Task to carry out
Convert the lines below into a Markdown table with the columns Row and Line, numbering each row and skipping blank lines.

— Start —

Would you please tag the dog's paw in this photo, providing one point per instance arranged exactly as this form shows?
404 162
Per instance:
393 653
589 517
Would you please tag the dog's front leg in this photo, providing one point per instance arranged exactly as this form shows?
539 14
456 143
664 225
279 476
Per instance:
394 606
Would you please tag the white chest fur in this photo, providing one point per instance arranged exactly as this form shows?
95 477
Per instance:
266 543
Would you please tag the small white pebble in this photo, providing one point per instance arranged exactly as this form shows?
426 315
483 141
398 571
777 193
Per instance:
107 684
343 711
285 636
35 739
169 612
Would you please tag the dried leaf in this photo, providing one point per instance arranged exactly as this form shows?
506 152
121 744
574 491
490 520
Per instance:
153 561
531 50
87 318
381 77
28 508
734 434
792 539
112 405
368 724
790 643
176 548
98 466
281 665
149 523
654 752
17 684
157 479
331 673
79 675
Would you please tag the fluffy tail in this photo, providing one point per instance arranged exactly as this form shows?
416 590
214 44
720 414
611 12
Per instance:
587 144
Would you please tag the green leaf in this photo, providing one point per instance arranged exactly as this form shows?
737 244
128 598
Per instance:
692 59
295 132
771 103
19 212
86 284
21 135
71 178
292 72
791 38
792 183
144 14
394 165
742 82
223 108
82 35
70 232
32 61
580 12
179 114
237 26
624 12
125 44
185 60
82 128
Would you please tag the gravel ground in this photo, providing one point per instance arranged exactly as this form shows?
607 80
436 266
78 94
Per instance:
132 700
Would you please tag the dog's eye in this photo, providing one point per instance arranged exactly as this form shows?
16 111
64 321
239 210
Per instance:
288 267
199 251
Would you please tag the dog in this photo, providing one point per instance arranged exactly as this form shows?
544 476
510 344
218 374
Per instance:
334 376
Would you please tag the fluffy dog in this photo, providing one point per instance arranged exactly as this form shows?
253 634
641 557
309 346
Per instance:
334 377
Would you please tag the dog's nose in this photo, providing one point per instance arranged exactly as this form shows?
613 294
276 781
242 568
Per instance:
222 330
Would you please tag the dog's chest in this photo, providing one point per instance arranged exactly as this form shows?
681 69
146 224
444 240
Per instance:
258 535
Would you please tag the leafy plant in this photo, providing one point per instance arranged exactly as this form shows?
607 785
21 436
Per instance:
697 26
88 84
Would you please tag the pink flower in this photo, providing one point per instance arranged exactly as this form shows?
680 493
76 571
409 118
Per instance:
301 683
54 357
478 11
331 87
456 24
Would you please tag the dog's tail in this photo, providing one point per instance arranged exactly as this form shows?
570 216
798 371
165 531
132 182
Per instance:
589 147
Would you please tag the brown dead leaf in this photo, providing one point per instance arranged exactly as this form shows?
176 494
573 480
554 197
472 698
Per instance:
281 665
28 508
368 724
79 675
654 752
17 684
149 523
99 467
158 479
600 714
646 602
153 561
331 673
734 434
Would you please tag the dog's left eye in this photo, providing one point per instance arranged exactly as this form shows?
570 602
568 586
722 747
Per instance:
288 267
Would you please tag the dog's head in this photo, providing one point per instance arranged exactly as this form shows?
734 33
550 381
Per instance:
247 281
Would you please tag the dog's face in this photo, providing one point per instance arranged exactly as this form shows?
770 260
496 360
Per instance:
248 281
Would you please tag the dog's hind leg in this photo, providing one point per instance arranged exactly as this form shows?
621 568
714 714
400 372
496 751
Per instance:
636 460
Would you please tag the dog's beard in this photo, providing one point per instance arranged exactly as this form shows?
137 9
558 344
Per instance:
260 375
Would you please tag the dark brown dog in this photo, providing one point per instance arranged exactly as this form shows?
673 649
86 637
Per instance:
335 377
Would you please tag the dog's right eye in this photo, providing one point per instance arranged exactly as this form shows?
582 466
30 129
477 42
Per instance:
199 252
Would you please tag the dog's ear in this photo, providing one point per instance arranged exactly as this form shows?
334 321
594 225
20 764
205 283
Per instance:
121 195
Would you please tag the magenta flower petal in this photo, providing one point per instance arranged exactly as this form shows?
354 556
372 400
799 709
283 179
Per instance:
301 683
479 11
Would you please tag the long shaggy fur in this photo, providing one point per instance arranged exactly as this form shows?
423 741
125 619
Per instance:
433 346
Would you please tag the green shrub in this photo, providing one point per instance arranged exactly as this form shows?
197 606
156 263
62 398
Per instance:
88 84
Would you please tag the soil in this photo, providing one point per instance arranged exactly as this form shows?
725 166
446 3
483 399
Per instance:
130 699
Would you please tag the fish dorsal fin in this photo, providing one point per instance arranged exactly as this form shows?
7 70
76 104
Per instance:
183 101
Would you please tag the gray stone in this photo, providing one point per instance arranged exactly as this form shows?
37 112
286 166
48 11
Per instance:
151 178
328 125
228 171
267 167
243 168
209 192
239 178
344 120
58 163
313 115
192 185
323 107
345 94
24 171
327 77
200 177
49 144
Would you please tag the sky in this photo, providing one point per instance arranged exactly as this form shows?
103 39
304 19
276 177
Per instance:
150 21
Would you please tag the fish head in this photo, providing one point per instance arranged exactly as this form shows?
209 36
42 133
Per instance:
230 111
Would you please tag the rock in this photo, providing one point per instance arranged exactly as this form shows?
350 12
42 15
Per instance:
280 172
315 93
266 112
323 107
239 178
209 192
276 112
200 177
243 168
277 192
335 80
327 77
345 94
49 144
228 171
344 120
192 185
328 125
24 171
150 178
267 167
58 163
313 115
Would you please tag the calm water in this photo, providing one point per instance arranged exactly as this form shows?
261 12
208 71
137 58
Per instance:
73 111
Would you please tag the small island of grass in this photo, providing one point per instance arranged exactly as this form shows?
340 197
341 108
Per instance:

— End —

Written reply
| Row | Line |
|---|---|
| 1 | Would you please tag the dog's paw in this photo, providing one point per instance arranged exactly as this form shows? |
| 2 | 404 162 |
| 3 | Per instance: |
| 4 | 393 653 |
| 5 | 589 517 |
| 6 | Would you please tag the dog's front leg in this photo, providing one point per instance arranged exactly as this form shows? |
| 7 | 539 14 |
| 8 | 456 143 |
| 9 | 664 225 |
| 10 | 279 476 |
| 11 | Per instance: |
| 12 | 394 606 |
| 13 | Would you please tag the white chest fur in this photo, providing one point per instance arranged exactly as this form shows? |
| 14 | 95 477 |
| 15 | Per instance: |
| 16 | 266 543 |
| 17 | Would you please tag the small white pebble in this photo, providing one point per instance arranged exactly as this form shows? |
| 18 | 426 315 |
| 19 | 483 141 |
| 20 | 398 571 |
| 21 | 777 193 |
| 22 | Per instance: |
| 23 | 107 684 |
| 24 | 343 711 |
| 25 | 285 636 |
| 26 | 35 739 |
| 27 | 169 612 |
| 28 | Would you please tag the dried leaf in this photo, providing one point per instance arranged exactly as this form shows? |
| 29 | 506 152 |
| 30 | 121 744 |
| 31 | 574 491 |
| 32 | 490 520 |
| 33 | Per instance: |
| 34 | 153 561 |
| 35 | 531 50 |
| 36 | 87 318 |
| 37 | 381 77 |
| 38 | 28 508 |
| 39 | 734 434 |
| 40 | 792 539 |
| 41 | 112 405 |
| 42 | 368 724 |
| 43 | 790 643 |
| 44 | 176 548 |
| 45 | 98 466 |
| 46 | 281 665 |
| 47 | 149 523 |
| 48 | 654 752 |
| 49 | 17 684 |
| 50 | 157 479 |
| 51 | 331 673 |
| 52 | 79 675 |
| 53 | Would you please tag the fluffy tail in this photo, providing one point per instance arranged exactly as this form shows? |
| 54 | 416 590 |
| 55 | 214 44 |
| 56 | 720 414 |
| 57 | 611 12 |
| 58 | Per instance: |
| 59 | 587 144 |
| 60 | Would you please tag the green leaf in this photo, providing one point per instance arranged exactly as this form shows? |
| 61 | 737 244 |
| 62 | 128 598 |
| 63 | Per instance: |
| 64 | 692 59 |
| 65 | 295 132 |
| 66 | 771 103 |
| 67 | 19 212 |
| 68 | 86 284 |
| 69 | 21 135 |
| 70 | 71 178 |
| 71 | 292 72 |
| 72 | 791 38 |
| 73 | 792 183 |
| 74 | 144 14 |
| 75 | 394 165 |
| 76 | 742 82 |
| 77 | 223 108 |
| 78 | 82 35 |
| 79 | 70 232 |
| 80 | 32 61 |
| 81 | 580 12 |
| 82 | 179 114 |
| 83 | 237 26 |
| 84 | 624 12 |
| 85 | 125 44 |
| 86 | 185 60 |
| 87 | 82 128 |
| 88 | Would you please tag the gravel ground in this photo, providing one point per instance arranged exactly as this form shows? |
| 89 | 607 80 |
| 90 | 436 266 |
| 91 | 78 94 |
| 92 | Per instance: |
| 93 | 132 700 |
| 94 | Would you please tag the dog's eye in this photo, providing one point per instance arranged exactly as this form shows? |
| 95 | 16 111 |
| 96 | 64 321 |
| 97 | 239 210 |
| 98 | Per instance: |
| 99 | 288 267 |
| 100 | 199 251 |
| 101 | Would you please tag the dog in this photo, providing one point per instance arranged exactly as this form shows? |
| 102 | 544 476 |
| 103 | 510 344 |
| 104 | 218 374 |
| 105 | Per instance: |
| 106 | 334 376 |
| 107 | Would you please tag the fluffy dog in this photo, providing one point per instance arranged exactly as this form shows? |
| 108 | 253 634 |
| 109 | 641 557 |
| 110 | 309 346 |
| 111 | Per instance: |
| 112 | 334 377 |
| 113 | Would you please tag the dog's nose in this photo, providing one point per instance arranged exactly as this form shows? |
| 114 | 613 294 |
| 115 | 276 781 |
| 116 | 242 568 |
| 117 | Per instance: |
| 118 | 222 330 |
| 119 | Would you please tag the dog's chest in this photo, providing one point per instance arranged exactly as this form shows? |
| 120 | 681 69 |
| 121 | 146 224 |
| 122 | 444 240 |
| 123 | Per instance: |
| 124 | 258 535 |
| 125 | Would you please tag the leafy plant in this photo, providing one point per instance arranged exactly as this form shows? |
| 126 | 607 785 |
| 127 | 21 436 |
| 128 | Per instance: |
| 129 | 697 26 |
| 130 | 88 84 |
| 131 | Would you please tag the pink flower in this photo, providing one point per instance arranged exactly as this form shows? |
| 132 | 680 493 |
| 133 | 76 571 |
| 134 | 409 118 |
| 135 | Per instance: |
| 136 | 301 683 |
| 137 | 54 357 |
| 138 | 478 11 |
| 139 | 331 87 |
| 140 | 456 24 |
| 141 | Would you please tag the dog's tail in this photo, providing one point per instance arranged exactly as this form shows? |
| 142 | 570 216 |
| 143 | 798 371 |
| 144 | 165 531 |
| 145 | 132 182 |
| 146 | Per instance: |
| 147 | 589 147 |
| 148 | Would you please tag the brown dead leaf in this photo, providing one point per instance arranged exactly as this form shows? |
| 149 | 176 494 |
| 150 | 573 480 |
| 151 | 554 197 |
| 152 | 472 698 |
| 153 | Per instance: |
| 154 | 281 665 |
| 155 | 28 508 |
| 156 | 368 724 |
| 157 | 79 675 |
| 158 | 654 752 |
| 159 | 17 684 |
| 160 | 149 523 |
| 161 | 99 467 |
| 162 | 158 479 |
| 163 | 600 714 |
| 164 | 646 602 |
| 165 | 153 561 |
| 166 | 331 673 |
| 167 | 734 434 |
| 168 | Would you please tag the dog's left eye in this photo, providing one point per instance arranged exactly as this form shows? |
| 169 | 570 602 |
| 170 | 568 586 |
| 171 | 722 747 |
| 172 | Per instance: |
| 173 | 288 267 |
| 174 | Would you please tag the dog's head in this photo, providing one point per instance arranged exactly as this form shows? |
| 175 | 734 33 |
| 176 | 550 381 |
| 177 | Per instance: |
| 178 | 247 281 |
| 179 | Would you please tag the dog's face in this photo, providing one point per instance arranged exactly as this form shows? |
| 180 | 770 260 |
| 181 | 496 360 |
| 182 | Per instance: |
| 183 | 248 281 |
| 184 | Would you please tag the dog's hind leg in this photo, providing one point per instance arranged exactly as this form shows? |
| 185 | 621 568 |
| 186 | 714 714 |
| 187 | 400 372 |
| 188 | 496 751 |
| 189 | Per instance: |
| 190 | 636 460 |
| 191 | Would you please tag the dog's beard in this photo, providing one point per instance arranged exactly as this form shows? |
| 192 | 137 9 |
| 193 | 558 344 |
| 194 | Per instance: |
| 195 | 260 375 |
| 196 | Would you please tag the dark brown dog in this photo, providing one point per instance arranged exactly as this form shows? |
| 197 | 673 649 |
| 198 | 86 637 |
| 199 | Per instance: |
| 200 | 335 377 |
| 201 | Would you please tag the dog's right eye in this photo, providing one point per instance arranged exactly as this form shows? |
| 202 | 582 466 |
| 203 | 30 129 |
| 204 | 477 42 |
| 205 | Per instance: |
| 206 | 199 252 |
| 207 | Would you please tag the dog's ear in this photo, providing one point per instance arranged exactly as this form shows? |
| 208 | 334 321 |
| 209 | 594 225 |
| 210 | 20 764 |
| 211 | 205 283 |
| 212 | Per instance: |
| 213 | 121 195 |
| 214 | Would you please tag the magenta flower petal in this photo, providing one point per instance arranged exactly as this form shows? |
| 215 | 354 556 |
| 216 | 372 400 |
| 217 | 799 709 |
| 218 | 283 179 |
| 219 | Per instance: |
| 220 | 301 683 |
| 221 | 479 11 |
| 222 | Would you please tag the long shaggy fur in this photo, providing one point per instance arranged exactly as this form shows? |
| 223 | 423 741 |
| 224 | 125 619 |
| 225 | Per instance: |
| 226 | 433 346 |
| 227 | Would you please tag the green shrub in this photo, providing one point per instance arranged exactly as this form shows? |
| 228 | 197 606 |
| 229 | 156 263 |
| 230 | 62 398 |
| 231 | Per instance: |
| 232 | 88 84 |
| 233 | Would you please tag the soil in this photo, providing one point per instance arranged exactly as this form shows? |
| 234 | 725 166 |
| 235 | 446 3 |
| 236 | 483 399 |
| 237 | Per instance: |
| 238 | 130 699 |
| 239 | Would you please tag the fish dorsal fin in this photo, providing one point per instance arranged exactly as this form shows? |
| 240 | 7 70 |
| 241 | 76 104 |
| 242 | Per instance: |
| 243 | 183 101 |
| 244 | Would you please tag the gray stone in this photo, providing one point per instance arranged exactly as this form shows? |
| 245 | 37 112 |
| 246 | 286 166 |
| 247 | 48 11 |
| 248 | Per instance: |
| 249 | 151 178 |
| 250 | 328 125 |
| 251 | 228 171 |
| 252 | 267 167 |
| 253 | 243 168 |
| 254 | 209 192 |
| 255 | 239 178 |
| 256 | 344 120 |
| 257 | 58 163 |
| 258 | 313 115 |
| 259 | 192 185 |
| 260 | 323 107 |
| 261 | 345 94 |
| 262 | 24 171 |
| 263 | 327 77 |
| 264 | 200 177 |
| 265 | 49 144 |
| 266 | Would you please tag the sky in this photo, providing one point per instance arranged exactly as this form shows? |
| 267 | 103 39 |
| 268 | 304 19 |
| 269 | 276 177 |
| 270 | Per instance: |
| 271 | 150 21 |
| 272 | Would you please tag the fish head in this photo, providing one point per instance arranged exactly as this form shows? |
| 273 | 209 36 |
| 274 | 42 133 |
| 275 | Per instance: |
| 276 | 230 111 |
| 277 | Would you please tag the rock in this photo, providing one point per instance arranged exactly as this form shows? |
| 278 | 350 12 |
| 279 | 42 15 |
| 280 | Per instance: |
| 281 | 280 172 |
| 282 | 315 93 |
| 283 | 266 112 |
| 284 | 323 107 |
| 285 | 239 178 |
| 286 | 209 192 |
| 287 | 276 112 |
| 288 | 200 177 |
| 289 | 243 168 |
| 290 | 277 192 |
| 291 | 335 80 |
| 292 | 327 77 |
| 293 | 345 94 |
| 294 | 49 144 |
| 295 | 228 171 |
| 296 | 344 120 |
| 297 | 192 185 |
| 298 | 328 125 |
| 299 | 24 171 |
| 300 | 150 178 |
| 301 | 267 167 |
| 302 | 58 163 |
| 303 | 313 115 |
| 304 | Would you please tag the calm water in this photo, providing one point per instance arranged exactly as this form shows? |
| 305 | 261 12 |
| 306 | 208 71 |
| 307 | 137 58 |
| 308 | Per instance: |
| 309 | 73 111 |
| 310 | Would you please tag the small island of grass in this photo, providing one point per instance arranged exactly as this form shows? |
| 311 | 340 197 |
| 312 | 341 108 |
| 313 | Per instance: |